## Directions
Rewrite all of the material with every "rough mask" switched to "coarse mask" and nothing else altered, leaving the pictures out.

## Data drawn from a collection
'''

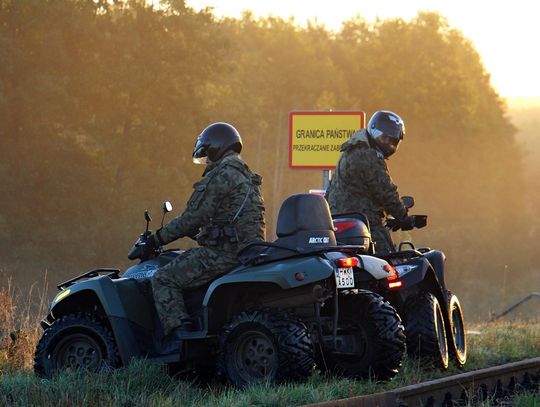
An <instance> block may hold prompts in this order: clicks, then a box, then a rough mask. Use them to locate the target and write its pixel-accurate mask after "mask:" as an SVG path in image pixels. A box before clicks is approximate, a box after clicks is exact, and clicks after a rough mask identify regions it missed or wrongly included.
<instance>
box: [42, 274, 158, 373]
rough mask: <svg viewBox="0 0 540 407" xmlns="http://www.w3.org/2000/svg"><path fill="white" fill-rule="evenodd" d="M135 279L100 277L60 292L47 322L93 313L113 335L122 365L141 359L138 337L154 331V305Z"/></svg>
mask: <svg viewBox="0 0 540 407" xmlns="http://www.w3.org/2000/svg"><path fill="white" fill-rule="evenodd" d="M135 284H136V282H135V281H134V280H132V279H125V278H119V279H115V280H112V279H111V278H109V277H108V276H100V277H96V278H92V279H89V280H85V281H81V282H78V283H76V284H73V285H71V286H69V287H67V288H65V289H63V290H61V291H60V292H59V293H58V294H57V295H56V296H55V298H54V299H53V301H52V304H51V308H50V312H49V315H48V316H47V318H46V319H45V321H44V322H45V323H46V324H47V323H49V324H50V323H52V322H53V321H54V320H56V319H58V318H60V317H62V316H64V315H68V314H74V313H79V312H83V313H90V314H92V315H95V316H97V317H98V318H101V319H103V320H104V321H105V322H106V323H107V325H108V326H109V327H110V329H111V331H112V334H113V335H114V338H115V341H116V344H117V346H118V350H119V353H120V357H121V359H122V363H123V364H126V363H128V362H129V360H130V359H131V358H133V357H138V356H142V355H143V354H144V353H143V349H141V345H140V343H139V341H137V339H136V338H137V337H140V336H141V332H144V331H147V330H150V329H152V320H151V314H150V312H151V311H150V310H151V309H152V308H150V306H151V304H147V301H146V300H145V299H144V298H143V297H142V295H140V290H138V289H136V288H135Z"/></svg>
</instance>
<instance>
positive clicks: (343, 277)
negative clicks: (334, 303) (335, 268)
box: [336, 267, 354, 288]
mask: <svg viewBox="0 0 540 407" xmlns="http://www.w3.org/2000/svg"><path fill="white" fill-rule="evenodd" d="M336 284H337V287H338V288H354V273H353V268H352V267H344V268H338V269H336Z"/></svg>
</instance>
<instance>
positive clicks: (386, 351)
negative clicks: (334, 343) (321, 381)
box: [319, 291, 405, 380]
mask: <svg viewBox="0 0 540 407" xmlns="http://www.w3.org/2000/svg"><path fill="white" fill-rule="evenodd" d="M340 310H341V315H340V319H339V325H338V335H353V336H354V337H356V340H357V342H356V343H357V344H358V348H357V349H355V352H354V353H348V352H346V351H344V352H343V353H341V354H340V353H337V352H325V354H324V357H323V355H321V357H320V360H321V361H320V363H319V368H321V370H323V371H325V370H326V371H328V372H329V373H331V374H334V375H338V376H343V377H350V378H355V379H365V378H373V379H377V380H390V379H391V378H393V377H394V376H395V375H396V374H397V372H398V369H399V368H400V367H401V364H402V361H403V357H404V356H405V333H404V328H403V324H402V323H401V318H400V317H399V315H398V313H397V312H396V310H395V309H394V307H392V305H390V303H389V302H388V301H386V300H384V298H383V297H381V296H380V295H378V294H375V293H372V292H370V291H363V292H361V293H360V294H358V295H350V296H344V297H342V299H340Z"/></svg>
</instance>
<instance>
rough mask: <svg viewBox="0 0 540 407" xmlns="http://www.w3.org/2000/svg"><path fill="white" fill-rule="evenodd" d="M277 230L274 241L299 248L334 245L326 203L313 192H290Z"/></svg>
mask: <svg viewBox="0 0 540 407" xmlns="http://www.w3.org/2000/svg"><path fill="white" fill-rule="evenodd" d="M276 234H277V236H278V239H277V240H276V241H275V243H276V244H277V245H279V246H284V247H287V248H290V249H296V250H298V251H305V250H306V249H307V250H308V251H309V250H310V249H312V248H315V247H321V246H335V245H336V236H335V234H334V224H333V223H332V217H331V216H330V209H329V208H328V203H327V202H326V200H325V199H324V198H323V197H322V196H320V195H315V194H297V195H292V196H290V197H288V198H287V199H286V200H285V201H284V202H283V204H282V205H281V208H280V210H279V215H278V223H277V228H276Z"/></svg>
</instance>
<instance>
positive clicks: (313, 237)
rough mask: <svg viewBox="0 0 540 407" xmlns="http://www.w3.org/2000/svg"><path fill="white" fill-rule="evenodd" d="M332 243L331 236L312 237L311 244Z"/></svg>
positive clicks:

'''

## Answer to the exercise
An <instance> block may hold prompts in this order: clicks, then a box, then a coarse mask. Use them to locate the target and write its pixel-accurate mask after "mask:" as an SVG path in image pixels. A box before clicks is approximate, a box after clicks is exact, and clicks after a coarse mask identify regions it missed or wrongly included.
<instance>
box: [42, 274, 158, 373]
coarse mask: <svg viewBox="0 0 540 407" xmlns="http://www.w3.org/2000/svg"><path fill="white" fill-rule="evenodd" d="M135 279L100 277L60 292L47 322L93 313L113 335L122 365L141 359L138 337L154 331V305Z"/></svg>
mask: <svg viewBox="0 0 540 407" xmlns="http://www.w3.org/2000/svg"><path fill="white" fill-rule="evenodd" d="M135 284H136V282H135V281H134V280H132V279H125V278H119V279H115V280H112V279H111V278H109V277H108V276H100V277H96V278H92V279H89V280H85V281H81V282H78V283H76V284H73V285H71V286H69V287H67V288H65V289H63V290H61V291H60V292H59V293H58V294H57V295H56V296H55V298H54V299H53V301H52V304H51V308H50V312H49V315H48V316H47V318H46V319H45V321H44V322H45V323H46V324H47V323H49V324H50V323H52V322H53V321H54V320H56V319H58V318H60V317H62V316H64V315H68V314H74V313H79V312H83V313H90V314H92V315H95V316H97V317H98V318H101V319H103V320H104V321H105V322H106V323H107V325H108V326H109V327H110V329H111V331H112V334H113V335H114V338H115V341H116V344H117V346H118V350H119V353H120V357H121V359H122V363H123V364H126V363H128V362H129V360H130V359H131V358H133V357H138V356H142V355H143V354H144V353H143V349H141V345H140V343H139V341H137V339H136V338H137V337H140V336H141V332H144V331H147V330H150V329H152V320H151V314H150V312H151V311H150V310H151V309H152V308H150V306H151V304H147V301H146V300H145V299H144V298H143V297H142V295H140V290H138V289H136V288H135Z"/></svg>
</instance>
<instance>
positive clicks: (343, 277)
negative clicks: (334, 303) (335, 268)
box: [336, 267, 354, 288]
mask: <svg viewBox="0 0 540 407" xmlns="http://www.w3.org/2000/svg"><path fill="white" fill-rule="evenodd" d="M336 284H337V287H338V288H354V273H353V268H352V267H344V268H338V269H336Z"/></svg>
</instance>
<instance>
positive clicks: (386, 351)
negative clicks: (334, 343) (321, 381)
box: [319, 291, 405, 380]
mask: <svg viewBox="0 0 540 407" xmlns="http://www.w3.org/2000/svg"><path fill="white" fill-rule="evenodd" d="M340 310H341V315H340V319H339V325H338V335H353V336H354V337H356V340H357V342H356V343H357V344H358V348H357V349H355V352H354V353H348V352H346V351H344V352H343V353H341V354H340V353H337V352H325V354H324V357H323V355H321V357H320V360H321V361H320V363H319V368H321V370H323V371H325V370H326V371H328V372H329V373H331V374H334V375H338V376H343V377H350V378H355V379H365V378H373V379H377V380H390V379H391V378H393V377H394V376H395V375H396V374H397V372H398V369H399V368H400V367H401V364H402V361H403V357H404V356H405V333H404V328H403V324H402V323H401V318H400V317H399V315H398V313H397V312H396V310H395V309H394V307H392V305H390V303H389V302H388V301H386V300H384V298H383V297H381V296H380V295H378V294H375V293H372V292H370V291H363V292H361V293H360V294H358V295H350V296H344V297H342V299H340Z"/></svg>
</instance>
<instance>
coarse mask: <svg viewBox="0 0 540 407" xmlns="http://www.w3.org/2000/svg"><path fill="white" fill-rule="evenodd" d="M277 230L274 241L299 248L334 245L326 203L313 192H290Z"/></svg>
mask: <svg viewBox="0 0 540 407" xmlns="http://www.w3.org/2000/svg"><path fill="white" fill-rule="evenodd" d="M276 234H277V236H278V239H277V240H276V241H275V243H276V244H277V245H279V246H284V247H287V248H290V249H296V250H298V251H305V250H306V249H307V250H308V251H309V250H310V249H312V248H315V247H321V246H335V245H336V236H335V234H334V224H333V223H332V217H331V216H330V209H329V208H328V203H327V202H326V200H325V199H324V198H323V197H322V196H320V195H315V194H297V195H292V196H290V197H288V198H287V199H286V200H285V201H284V202H283V204H282V205H281V208H280V210H279V215H278V223H277V228H276Z"/></svg>
</instance>
<instance>
positive clicks: (313, 237)
coarse mask: <svg viewBox="0 0 540 407" xmlns="http://www.w3.org/2000/svg"><path fill="white" fill-rule="evenodd" d="M332 243L331 236L312 237L311 244Z"/></svg>
positive clicks:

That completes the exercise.